Task details:
Give the lines of the records from the line with "This is a UI grounding task. Locate the white goat" up to and including the line with "xmin=50 ymin=520 xmax=217 ymax=702" as a numbered list, leaving out blank lines and pictures.

Records:
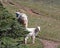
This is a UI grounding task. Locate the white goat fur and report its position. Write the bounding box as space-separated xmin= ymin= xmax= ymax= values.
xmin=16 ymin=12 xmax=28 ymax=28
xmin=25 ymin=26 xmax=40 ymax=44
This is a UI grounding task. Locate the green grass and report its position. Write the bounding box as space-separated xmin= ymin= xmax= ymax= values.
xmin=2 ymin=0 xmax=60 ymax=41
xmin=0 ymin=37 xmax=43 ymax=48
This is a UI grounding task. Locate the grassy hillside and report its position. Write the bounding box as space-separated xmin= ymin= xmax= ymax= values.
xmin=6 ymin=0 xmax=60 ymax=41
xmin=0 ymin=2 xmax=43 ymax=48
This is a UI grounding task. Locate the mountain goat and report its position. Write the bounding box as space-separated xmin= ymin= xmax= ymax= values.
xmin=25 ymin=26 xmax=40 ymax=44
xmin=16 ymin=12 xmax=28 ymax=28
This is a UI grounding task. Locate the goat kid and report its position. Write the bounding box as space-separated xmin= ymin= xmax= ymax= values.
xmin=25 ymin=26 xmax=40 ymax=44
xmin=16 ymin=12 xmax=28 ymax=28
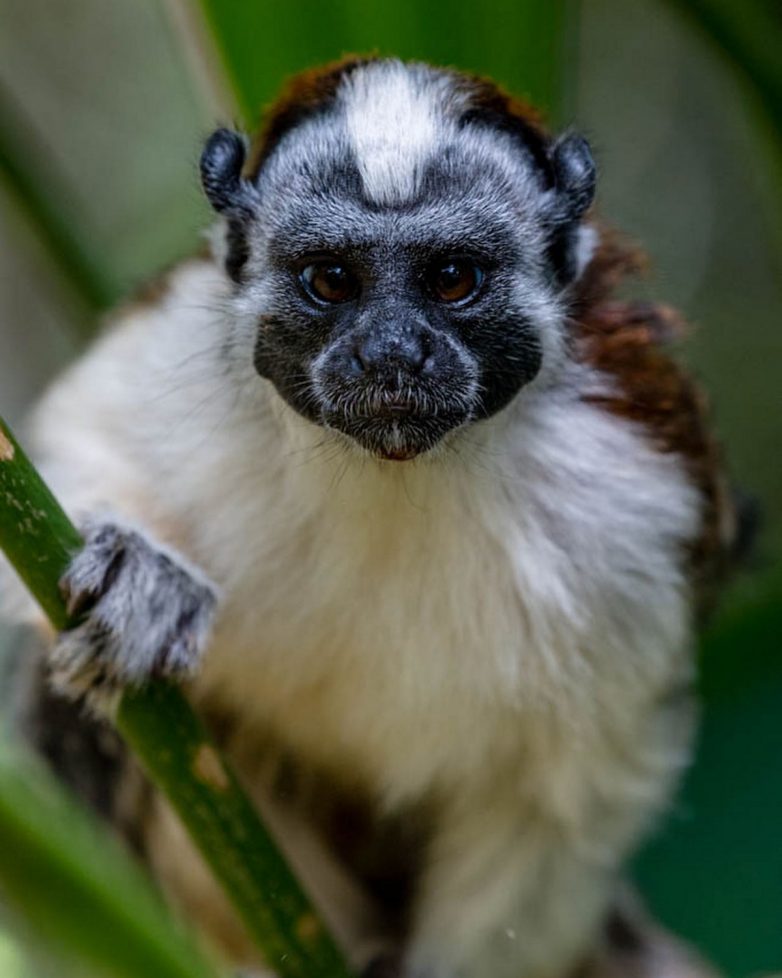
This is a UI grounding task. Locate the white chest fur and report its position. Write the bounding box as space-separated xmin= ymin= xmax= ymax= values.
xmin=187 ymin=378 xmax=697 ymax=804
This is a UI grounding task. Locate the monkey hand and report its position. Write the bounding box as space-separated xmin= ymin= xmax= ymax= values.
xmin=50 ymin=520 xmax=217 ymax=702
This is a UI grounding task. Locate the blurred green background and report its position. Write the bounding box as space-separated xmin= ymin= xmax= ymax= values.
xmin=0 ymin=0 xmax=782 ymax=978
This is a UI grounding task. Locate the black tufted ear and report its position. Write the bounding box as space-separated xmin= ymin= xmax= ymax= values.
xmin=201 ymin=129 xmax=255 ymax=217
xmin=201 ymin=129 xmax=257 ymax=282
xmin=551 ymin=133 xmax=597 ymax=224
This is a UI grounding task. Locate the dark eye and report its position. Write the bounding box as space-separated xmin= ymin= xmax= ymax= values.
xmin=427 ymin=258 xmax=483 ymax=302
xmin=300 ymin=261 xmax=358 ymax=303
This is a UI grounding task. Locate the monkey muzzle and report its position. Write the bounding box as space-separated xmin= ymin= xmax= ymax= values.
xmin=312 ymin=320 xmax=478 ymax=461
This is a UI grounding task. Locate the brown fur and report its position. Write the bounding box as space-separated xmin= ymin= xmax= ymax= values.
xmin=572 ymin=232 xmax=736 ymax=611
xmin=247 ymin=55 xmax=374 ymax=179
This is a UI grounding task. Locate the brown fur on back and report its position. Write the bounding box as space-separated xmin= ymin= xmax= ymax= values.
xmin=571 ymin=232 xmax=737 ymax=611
---
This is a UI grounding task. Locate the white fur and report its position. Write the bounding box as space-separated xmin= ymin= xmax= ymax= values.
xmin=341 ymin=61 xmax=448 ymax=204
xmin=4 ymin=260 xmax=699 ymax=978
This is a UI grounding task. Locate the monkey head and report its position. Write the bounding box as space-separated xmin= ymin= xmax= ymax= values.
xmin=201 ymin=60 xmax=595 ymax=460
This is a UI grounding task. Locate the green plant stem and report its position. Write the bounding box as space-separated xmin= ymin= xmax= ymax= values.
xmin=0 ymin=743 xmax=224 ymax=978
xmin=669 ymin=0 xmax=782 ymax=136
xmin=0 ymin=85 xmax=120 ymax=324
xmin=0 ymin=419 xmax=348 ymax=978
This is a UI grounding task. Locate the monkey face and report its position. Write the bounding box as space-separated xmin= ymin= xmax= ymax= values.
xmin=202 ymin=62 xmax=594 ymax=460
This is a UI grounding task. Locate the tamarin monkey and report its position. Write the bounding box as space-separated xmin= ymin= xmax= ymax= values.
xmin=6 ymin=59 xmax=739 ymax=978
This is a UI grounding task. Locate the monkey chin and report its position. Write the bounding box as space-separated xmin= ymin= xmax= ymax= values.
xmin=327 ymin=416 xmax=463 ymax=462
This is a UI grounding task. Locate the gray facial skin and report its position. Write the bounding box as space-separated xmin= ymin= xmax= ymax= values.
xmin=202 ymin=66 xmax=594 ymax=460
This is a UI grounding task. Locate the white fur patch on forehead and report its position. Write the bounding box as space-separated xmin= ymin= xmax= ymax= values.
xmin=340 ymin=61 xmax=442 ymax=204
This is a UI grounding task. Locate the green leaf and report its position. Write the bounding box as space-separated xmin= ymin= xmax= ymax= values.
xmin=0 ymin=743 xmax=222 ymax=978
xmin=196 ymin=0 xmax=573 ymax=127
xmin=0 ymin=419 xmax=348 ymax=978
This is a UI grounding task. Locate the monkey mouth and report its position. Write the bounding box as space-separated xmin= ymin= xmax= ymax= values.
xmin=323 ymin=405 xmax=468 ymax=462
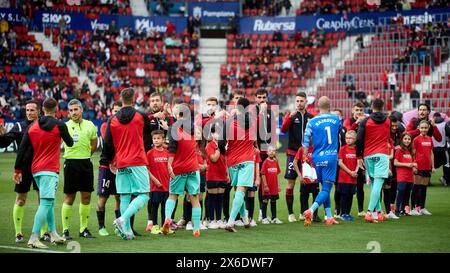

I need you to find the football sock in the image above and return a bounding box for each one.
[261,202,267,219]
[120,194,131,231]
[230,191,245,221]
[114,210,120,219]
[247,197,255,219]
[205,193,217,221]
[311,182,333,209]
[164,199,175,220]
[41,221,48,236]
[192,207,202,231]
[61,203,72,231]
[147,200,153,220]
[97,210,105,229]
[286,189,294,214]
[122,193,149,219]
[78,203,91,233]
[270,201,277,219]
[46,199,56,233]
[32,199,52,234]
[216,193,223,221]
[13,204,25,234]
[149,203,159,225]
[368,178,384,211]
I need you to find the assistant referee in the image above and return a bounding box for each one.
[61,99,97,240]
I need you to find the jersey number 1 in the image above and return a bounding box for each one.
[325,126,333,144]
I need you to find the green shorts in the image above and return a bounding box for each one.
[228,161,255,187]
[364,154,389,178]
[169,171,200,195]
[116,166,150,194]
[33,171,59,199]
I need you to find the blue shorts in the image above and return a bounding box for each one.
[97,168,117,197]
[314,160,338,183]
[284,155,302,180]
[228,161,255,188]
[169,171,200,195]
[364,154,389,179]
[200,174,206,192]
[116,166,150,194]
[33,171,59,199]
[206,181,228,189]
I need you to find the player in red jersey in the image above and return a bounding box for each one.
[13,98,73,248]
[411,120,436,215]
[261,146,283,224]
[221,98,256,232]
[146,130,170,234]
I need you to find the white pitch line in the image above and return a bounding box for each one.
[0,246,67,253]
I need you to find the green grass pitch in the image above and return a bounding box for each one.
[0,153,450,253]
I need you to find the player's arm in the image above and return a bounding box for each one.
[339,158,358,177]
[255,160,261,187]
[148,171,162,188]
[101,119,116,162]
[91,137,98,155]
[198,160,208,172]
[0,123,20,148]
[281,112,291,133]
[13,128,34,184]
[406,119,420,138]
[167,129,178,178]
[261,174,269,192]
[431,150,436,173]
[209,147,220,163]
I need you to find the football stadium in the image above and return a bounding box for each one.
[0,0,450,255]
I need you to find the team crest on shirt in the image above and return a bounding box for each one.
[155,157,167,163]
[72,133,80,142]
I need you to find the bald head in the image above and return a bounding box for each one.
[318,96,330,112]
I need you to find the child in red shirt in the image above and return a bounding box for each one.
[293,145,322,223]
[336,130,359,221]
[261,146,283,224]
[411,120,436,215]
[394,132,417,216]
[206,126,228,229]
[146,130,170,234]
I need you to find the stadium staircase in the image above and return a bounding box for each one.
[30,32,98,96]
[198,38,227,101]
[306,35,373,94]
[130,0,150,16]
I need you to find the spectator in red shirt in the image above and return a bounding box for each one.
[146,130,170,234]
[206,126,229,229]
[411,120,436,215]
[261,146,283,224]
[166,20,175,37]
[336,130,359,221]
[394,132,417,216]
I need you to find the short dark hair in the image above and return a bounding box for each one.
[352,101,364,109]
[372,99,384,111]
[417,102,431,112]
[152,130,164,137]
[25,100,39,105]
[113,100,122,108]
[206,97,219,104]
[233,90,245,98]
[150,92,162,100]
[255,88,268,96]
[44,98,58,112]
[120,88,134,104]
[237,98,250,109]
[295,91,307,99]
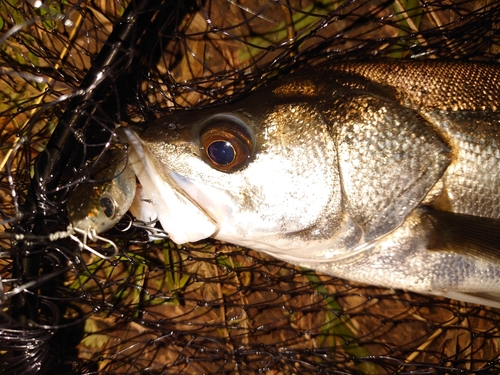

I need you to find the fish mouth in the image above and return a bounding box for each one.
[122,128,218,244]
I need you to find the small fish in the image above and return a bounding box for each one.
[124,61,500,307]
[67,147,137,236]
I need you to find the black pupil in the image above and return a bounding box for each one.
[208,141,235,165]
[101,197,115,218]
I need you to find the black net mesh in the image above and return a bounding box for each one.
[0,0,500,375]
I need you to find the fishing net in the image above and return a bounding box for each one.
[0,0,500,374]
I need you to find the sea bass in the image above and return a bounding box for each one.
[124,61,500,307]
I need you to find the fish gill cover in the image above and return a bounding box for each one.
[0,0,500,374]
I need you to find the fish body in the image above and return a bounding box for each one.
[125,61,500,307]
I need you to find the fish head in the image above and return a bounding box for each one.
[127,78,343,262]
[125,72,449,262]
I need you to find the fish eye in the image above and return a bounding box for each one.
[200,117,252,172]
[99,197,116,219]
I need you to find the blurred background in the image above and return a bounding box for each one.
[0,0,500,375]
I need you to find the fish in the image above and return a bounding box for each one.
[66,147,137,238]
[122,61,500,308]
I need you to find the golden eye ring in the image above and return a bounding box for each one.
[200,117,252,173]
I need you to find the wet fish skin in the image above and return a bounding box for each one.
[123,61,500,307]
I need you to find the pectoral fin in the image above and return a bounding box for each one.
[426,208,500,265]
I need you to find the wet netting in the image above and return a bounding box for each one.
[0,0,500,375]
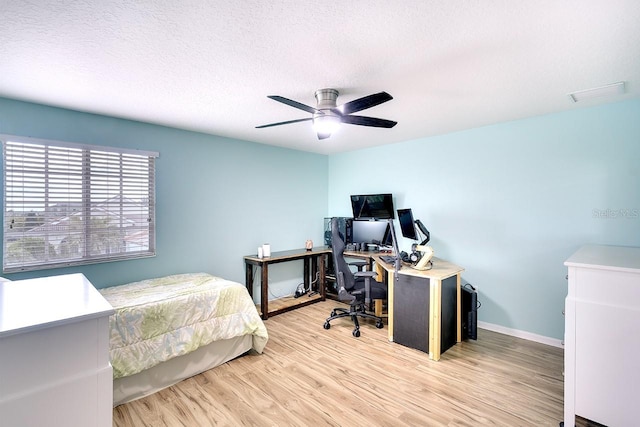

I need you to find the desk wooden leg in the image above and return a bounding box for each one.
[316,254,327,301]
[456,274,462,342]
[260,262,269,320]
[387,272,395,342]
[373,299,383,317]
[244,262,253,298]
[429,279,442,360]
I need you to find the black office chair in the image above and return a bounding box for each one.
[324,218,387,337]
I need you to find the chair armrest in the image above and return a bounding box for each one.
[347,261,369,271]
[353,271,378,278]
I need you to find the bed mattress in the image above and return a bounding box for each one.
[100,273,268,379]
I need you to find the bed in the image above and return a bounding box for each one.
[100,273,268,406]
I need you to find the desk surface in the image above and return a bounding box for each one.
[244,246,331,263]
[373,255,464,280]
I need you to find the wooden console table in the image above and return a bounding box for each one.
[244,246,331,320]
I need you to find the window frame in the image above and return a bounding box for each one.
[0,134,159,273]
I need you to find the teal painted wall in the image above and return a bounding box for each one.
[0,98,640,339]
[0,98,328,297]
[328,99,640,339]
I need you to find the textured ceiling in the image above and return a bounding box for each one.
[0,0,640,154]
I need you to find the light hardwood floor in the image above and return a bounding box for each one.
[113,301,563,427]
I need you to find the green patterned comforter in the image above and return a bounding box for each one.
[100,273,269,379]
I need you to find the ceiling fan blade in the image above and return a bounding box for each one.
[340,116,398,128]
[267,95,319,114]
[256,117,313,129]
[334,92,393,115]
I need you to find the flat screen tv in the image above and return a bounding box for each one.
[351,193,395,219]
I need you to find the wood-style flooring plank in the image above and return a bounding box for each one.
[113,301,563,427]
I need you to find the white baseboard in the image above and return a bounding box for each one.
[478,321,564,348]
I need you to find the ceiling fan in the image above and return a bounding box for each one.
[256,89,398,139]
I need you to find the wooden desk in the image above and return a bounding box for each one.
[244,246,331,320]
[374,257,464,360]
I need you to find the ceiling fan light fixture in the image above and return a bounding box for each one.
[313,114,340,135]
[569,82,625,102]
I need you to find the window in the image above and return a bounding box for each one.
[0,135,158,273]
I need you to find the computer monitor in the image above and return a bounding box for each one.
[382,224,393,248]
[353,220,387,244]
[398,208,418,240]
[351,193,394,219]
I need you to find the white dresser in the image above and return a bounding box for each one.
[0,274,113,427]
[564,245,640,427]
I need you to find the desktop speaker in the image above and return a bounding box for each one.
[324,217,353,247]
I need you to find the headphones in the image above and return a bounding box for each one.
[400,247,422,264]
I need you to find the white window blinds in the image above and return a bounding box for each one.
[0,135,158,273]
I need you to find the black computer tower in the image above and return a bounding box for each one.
...
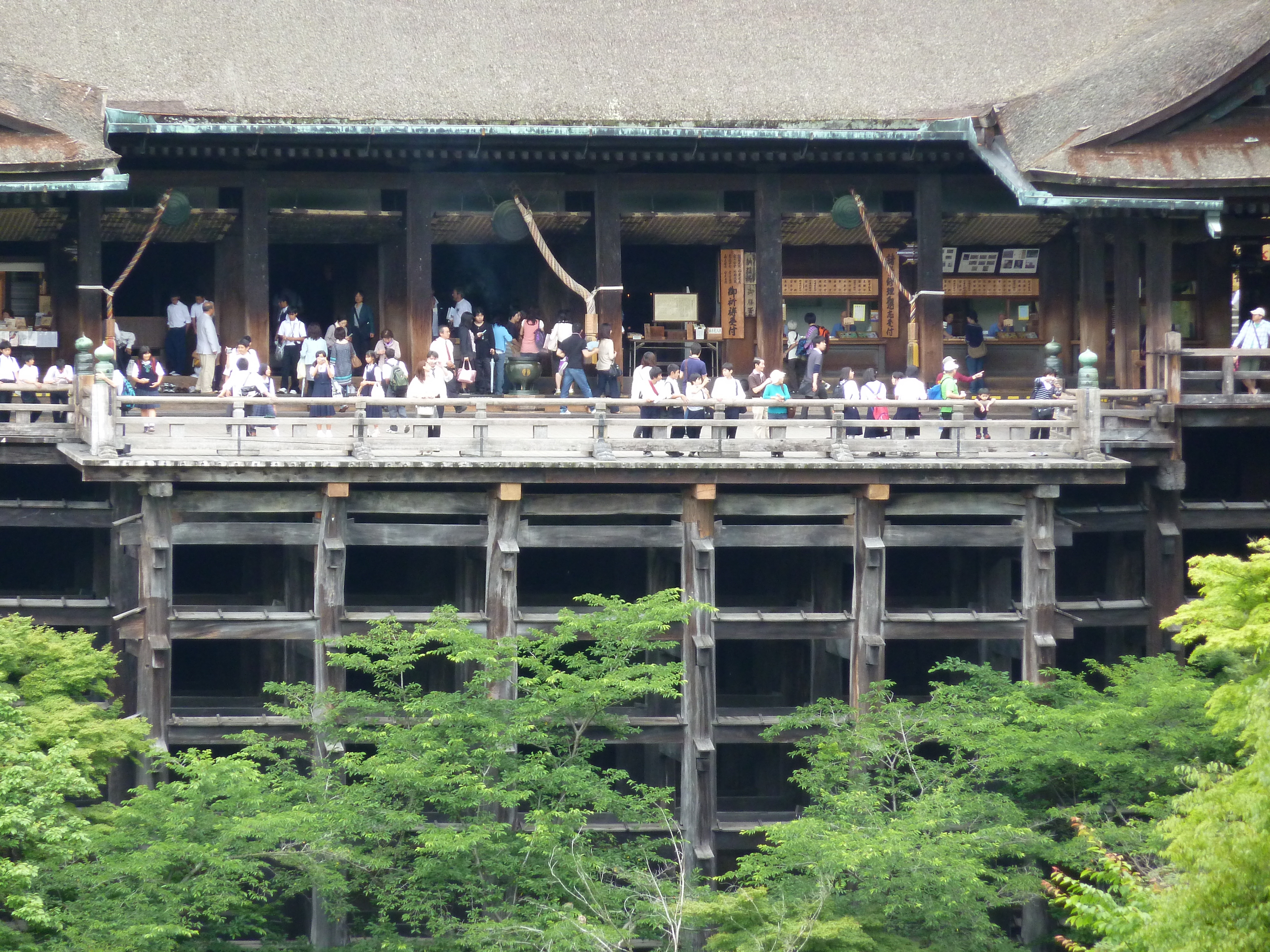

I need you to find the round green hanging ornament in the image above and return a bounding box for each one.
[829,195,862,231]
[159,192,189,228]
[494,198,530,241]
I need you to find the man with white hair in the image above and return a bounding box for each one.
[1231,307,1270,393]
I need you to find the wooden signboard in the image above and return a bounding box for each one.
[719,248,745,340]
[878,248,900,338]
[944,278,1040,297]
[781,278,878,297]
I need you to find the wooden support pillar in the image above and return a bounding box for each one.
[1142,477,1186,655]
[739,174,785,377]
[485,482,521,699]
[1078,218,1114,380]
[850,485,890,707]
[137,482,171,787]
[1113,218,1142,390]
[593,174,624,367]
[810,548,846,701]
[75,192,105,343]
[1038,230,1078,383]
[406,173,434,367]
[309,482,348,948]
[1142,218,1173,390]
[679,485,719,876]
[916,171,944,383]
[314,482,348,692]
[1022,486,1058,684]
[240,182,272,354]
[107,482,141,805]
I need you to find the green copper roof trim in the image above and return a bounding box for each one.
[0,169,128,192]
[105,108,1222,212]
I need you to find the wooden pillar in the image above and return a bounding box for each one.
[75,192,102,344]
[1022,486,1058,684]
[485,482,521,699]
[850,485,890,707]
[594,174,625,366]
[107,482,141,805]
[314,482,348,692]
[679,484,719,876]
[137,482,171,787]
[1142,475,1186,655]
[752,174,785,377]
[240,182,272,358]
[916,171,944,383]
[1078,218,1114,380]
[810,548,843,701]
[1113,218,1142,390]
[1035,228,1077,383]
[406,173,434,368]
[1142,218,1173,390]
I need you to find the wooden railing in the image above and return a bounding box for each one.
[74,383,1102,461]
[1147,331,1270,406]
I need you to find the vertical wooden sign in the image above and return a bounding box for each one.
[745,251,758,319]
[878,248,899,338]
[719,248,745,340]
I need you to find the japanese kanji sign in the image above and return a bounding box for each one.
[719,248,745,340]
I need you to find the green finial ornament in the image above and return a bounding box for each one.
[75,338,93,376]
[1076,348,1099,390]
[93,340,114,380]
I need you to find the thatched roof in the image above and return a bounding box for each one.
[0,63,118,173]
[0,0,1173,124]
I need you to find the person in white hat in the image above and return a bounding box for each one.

Solution to the problem:
1. This is a UI grounding task. Locate the white goat fur and report its position. Write the bounding box as space-separated xmin= ymin= xmax= ymax= values.
2. xmin=16 ymin=12 xmax=28 ymax=28
3. xmin=25 ymin=26 xmax=40 ymax=44
4. This is a UI grounding task. Locate the green grass and report its position. Write the bounding box as space-separated xmin= ymin= xmax= ymax= values.
5. xmin=2 ymin=0 xmax=60 ymax=41
6. xmin=0 ymin=37 xmax=43 ymax=48
7. This is a UI grounding task. Locate the grassy hillside and report its position. Write the bounding box as space-separated xmin= ymin= xmax= ymax= values.
8. xmin=6 ymin=0 xmax=60 ymax=41
9. xmin=0 ymin=2 xmax=43 ymax=48
10. This is a UI grounding task. Locate the mountain goat and report its position. Write the bounding box as space-separated xmin= ymin= xmax= ymax= values.
11. xmin=25 ymin=26 xmax=40 ymax=44
12. xmin=16 ymin=12 xmax=28 ymax=28
13. This is a UI grounding task. Locate the goat kid and report its position. Write the bounding box as space-separated xmin= ymin= xmax= ymax= values.
14. xmin=25 ymin=26 xmax=40 ymax=44
15. xmin=16 ymin=12 xmax=28 ymax=28
16. This is a UI grounding task. Locate the white chest fur and report its position. Write the bounding box as space-separated xmin= ymin= xmax= ymax= values.
17. xmin=187 ymin=378 xmax=697 ymax=804
18. This is a UI grounding task. Locate the monkey hand and report its position. Write the bounding box as space-separated xmin= ymin= xmax= ymax= values.
19. xmin=50 ymin=520 xmax=217 ymax=702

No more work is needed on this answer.